▸ Stated problem:
Show each line of the data below that contains the word "white". Only exact matches in letter case count.

▸ Material for the task:
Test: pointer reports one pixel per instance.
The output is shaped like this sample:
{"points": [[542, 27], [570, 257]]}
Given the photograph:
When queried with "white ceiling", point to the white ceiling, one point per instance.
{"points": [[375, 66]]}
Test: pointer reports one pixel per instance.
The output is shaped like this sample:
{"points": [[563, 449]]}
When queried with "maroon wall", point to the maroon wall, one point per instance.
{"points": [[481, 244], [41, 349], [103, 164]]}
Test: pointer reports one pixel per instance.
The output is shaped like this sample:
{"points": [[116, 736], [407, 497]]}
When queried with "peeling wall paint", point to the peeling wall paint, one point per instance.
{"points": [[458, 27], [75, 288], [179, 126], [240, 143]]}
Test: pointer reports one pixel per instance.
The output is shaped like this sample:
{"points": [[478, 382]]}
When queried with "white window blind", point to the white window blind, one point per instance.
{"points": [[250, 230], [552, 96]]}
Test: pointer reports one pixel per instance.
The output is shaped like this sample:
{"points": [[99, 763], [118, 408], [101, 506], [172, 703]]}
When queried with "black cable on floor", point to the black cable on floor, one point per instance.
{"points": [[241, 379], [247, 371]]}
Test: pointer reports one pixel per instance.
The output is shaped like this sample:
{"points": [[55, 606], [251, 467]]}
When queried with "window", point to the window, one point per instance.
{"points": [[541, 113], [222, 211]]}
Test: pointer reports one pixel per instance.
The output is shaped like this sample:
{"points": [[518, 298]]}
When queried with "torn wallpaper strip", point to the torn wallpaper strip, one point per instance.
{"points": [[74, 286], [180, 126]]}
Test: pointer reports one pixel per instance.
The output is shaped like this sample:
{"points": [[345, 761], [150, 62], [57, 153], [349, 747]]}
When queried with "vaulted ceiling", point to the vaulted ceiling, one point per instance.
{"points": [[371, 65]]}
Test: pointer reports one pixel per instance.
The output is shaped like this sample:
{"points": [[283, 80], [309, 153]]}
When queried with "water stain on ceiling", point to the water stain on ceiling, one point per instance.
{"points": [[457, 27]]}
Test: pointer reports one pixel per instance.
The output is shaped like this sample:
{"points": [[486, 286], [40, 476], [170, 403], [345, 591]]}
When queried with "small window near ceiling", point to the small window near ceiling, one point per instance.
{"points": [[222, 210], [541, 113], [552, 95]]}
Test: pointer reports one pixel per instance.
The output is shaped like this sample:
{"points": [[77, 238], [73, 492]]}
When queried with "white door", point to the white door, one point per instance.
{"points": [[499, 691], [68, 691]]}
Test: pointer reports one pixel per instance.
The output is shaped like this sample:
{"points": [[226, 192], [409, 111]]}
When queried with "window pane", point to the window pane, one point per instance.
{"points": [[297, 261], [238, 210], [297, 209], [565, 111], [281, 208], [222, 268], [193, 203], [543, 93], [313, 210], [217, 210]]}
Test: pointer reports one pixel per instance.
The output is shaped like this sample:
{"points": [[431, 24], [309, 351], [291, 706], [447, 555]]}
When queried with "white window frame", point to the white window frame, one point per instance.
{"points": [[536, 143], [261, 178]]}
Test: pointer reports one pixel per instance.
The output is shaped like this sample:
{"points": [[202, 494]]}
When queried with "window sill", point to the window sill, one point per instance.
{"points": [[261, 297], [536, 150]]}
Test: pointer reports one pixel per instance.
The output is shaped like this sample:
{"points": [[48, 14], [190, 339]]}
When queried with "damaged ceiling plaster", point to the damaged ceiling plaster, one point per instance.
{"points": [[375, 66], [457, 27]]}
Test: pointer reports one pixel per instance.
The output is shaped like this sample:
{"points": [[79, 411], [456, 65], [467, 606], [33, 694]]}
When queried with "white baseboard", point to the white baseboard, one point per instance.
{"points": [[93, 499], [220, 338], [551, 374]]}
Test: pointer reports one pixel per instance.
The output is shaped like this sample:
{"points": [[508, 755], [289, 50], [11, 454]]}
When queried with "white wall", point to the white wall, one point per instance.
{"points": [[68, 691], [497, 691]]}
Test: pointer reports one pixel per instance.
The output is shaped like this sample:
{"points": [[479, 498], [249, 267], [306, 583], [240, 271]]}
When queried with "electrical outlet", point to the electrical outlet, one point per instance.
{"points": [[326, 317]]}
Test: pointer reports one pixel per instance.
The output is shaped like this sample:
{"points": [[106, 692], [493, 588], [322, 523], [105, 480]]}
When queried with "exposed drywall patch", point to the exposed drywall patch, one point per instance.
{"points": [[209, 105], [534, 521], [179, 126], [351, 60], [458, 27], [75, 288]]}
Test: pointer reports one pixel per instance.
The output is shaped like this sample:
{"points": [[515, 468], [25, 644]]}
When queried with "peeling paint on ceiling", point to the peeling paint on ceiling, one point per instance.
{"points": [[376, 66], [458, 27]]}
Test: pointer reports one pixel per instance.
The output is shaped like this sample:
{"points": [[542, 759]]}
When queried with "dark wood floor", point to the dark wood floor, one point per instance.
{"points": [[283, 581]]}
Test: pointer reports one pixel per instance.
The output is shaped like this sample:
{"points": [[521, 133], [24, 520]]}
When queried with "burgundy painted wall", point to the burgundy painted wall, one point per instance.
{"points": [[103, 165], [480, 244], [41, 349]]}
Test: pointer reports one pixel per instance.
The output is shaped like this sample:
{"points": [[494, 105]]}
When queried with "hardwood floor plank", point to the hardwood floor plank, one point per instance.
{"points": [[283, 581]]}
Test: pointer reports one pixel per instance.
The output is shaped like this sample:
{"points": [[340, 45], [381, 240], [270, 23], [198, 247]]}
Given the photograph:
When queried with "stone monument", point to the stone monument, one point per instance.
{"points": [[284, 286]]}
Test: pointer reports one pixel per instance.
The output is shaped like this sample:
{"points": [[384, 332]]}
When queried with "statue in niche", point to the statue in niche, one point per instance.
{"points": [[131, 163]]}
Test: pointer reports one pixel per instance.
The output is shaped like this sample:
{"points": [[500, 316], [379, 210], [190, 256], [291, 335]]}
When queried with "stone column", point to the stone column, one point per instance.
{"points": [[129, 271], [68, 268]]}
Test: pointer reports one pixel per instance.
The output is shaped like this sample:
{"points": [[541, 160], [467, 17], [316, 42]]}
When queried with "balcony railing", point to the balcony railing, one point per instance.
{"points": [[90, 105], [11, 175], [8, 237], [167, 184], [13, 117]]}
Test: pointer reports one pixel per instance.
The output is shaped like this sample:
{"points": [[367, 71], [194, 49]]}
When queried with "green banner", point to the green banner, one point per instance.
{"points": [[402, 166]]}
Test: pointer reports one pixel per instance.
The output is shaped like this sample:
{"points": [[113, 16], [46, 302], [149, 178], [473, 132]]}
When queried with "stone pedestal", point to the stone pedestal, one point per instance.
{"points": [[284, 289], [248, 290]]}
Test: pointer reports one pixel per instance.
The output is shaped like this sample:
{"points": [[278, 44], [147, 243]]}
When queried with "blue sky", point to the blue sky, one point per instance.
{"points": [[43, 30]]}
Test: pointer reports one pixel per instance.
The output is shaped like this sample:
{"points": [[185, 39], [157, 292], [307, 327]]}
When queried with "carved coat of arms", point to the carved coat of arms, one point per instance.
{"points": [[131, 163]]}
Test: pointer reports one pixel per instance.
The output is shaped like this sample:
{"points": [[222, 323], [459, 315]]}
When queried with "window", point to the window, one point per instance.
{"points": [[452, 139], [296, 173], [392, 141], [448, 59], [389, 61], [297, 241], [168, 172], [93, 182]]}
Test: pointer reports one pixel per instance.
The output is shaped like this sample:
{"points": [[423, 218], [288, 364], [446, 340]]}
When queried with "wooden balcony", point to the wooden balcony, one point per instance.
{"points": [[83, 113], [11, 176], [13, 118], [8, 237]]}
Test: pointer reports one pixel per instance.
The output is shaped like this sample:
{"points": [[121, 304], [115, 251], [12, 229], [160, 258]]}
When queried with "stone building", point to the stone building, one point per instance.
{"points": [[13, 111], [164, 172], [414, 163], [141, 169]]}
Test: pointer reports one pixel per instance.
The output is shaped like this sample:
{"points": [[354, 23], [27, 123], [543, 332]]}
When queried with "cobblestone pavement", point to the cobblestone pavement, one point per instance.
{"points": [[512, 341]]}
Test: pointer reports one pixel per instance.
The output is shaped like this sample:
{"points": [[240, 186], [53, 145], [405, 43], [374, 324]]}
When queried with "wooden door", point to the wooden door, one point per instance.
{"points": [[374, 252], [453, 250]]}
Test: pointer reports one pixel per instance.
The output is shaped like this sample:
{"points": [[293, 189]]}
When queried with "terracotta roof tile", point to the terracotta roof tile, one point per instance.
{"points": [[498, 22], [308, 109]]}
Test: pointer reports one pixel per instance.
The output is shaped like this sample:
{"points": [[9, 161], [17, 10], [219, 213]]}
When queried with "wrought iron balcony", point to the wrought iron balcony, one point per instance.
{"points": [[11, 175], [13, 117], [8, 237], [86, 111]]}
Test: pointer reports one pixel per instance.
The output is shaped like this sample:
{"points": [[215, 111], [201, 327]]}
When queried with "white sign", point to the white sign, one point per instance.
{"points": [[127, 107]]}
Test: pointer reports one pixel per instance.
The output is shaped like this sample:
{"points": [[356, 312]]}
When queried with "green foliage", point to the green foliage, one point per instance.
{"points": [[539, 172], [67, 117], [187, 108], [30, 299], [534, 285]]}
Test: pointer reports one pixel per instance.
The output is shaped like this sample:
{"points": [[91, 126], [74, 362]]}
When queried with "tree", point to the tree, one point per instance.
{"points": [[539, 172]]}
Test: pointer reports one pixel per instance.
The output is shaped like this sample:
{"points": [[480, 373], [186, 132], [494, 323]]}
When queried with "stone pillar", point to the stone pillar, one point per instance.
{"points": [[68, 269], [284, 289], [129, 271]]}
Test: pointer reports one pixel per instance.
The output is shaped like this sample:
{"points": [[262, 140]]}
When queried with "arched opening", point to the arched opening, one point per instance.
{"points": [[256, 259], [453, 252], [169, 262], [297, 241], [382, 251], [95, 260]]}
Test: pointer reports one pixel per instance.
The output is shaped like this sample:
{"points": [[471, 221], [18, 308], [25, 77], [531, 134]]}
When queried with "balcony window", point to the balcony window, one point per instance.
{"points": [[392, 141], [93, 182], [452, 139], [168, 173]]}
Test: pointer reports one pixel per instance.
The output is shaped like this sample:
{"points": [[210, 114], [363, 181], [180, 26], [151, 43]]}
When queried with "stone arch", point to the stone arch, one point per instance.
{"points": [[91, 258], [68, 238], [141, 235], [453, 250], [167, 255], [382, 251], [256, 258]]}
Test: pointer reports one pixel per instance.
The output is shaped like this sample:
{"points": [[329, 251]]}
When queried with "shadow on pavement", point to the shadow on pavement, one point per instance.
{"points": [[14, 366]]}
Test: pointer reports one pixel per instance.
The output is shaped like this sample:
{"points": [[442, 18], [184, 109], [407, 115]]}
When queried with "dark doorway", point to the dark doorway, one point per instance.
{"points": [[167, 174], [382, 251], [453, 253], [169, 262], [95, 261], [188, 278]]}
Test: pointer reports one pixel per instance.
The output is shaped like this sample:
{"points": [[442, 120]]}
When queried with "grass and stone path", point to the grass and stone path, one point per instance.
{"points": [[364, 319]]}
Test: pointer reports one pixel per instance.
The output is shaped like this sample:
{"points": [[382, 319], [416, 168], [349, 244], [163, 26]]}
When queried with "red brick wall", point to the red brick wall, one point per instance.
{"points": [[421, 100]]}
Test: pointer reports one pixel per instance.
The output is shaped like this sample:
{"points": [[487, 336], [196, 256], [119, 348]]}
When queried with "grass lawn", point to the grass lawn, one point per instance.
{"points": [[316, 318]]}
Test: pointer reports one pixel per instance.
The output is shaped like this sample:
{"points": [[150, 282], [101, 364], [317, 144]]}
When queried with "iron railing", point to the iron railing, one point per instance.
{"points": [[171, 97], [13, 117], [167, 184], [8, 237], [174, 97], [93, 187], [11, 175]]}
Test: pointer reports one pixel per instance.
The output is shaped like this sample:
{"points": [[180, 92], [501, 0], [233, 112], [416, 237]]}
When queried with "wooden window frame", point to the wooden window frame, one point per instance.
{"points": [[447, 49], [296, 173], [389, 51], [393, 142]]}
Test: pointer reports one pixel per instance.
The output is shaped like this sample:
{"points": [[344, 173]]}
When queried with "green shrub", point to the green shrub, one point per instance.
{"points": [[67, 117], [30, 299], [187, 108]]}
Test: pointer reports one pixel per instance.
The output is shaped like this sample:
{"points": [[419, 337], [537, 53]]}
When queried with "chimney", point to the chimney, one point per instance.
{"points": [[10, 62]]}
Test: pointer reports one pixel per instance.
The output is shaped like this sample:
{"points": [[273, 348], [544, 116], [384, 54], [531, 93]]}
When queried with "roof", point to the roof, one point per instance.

▸ Finished answer:
When queried with "white ceiling", point to the white ceiling, one point per instance.
When queried with "white window blind", point to the white window blind, one point per instance.
When queried with "white door", point to the white door, one point per instance.
When queried with "white window frame", point to the white window frame, one point per instance.
When queried with "white baseboard", point to the white baseboard, one point per instance.
When queried with "white wall", point to the white wall, one point per instance.
When queried with "white sign", point to the white sign, one point per instance.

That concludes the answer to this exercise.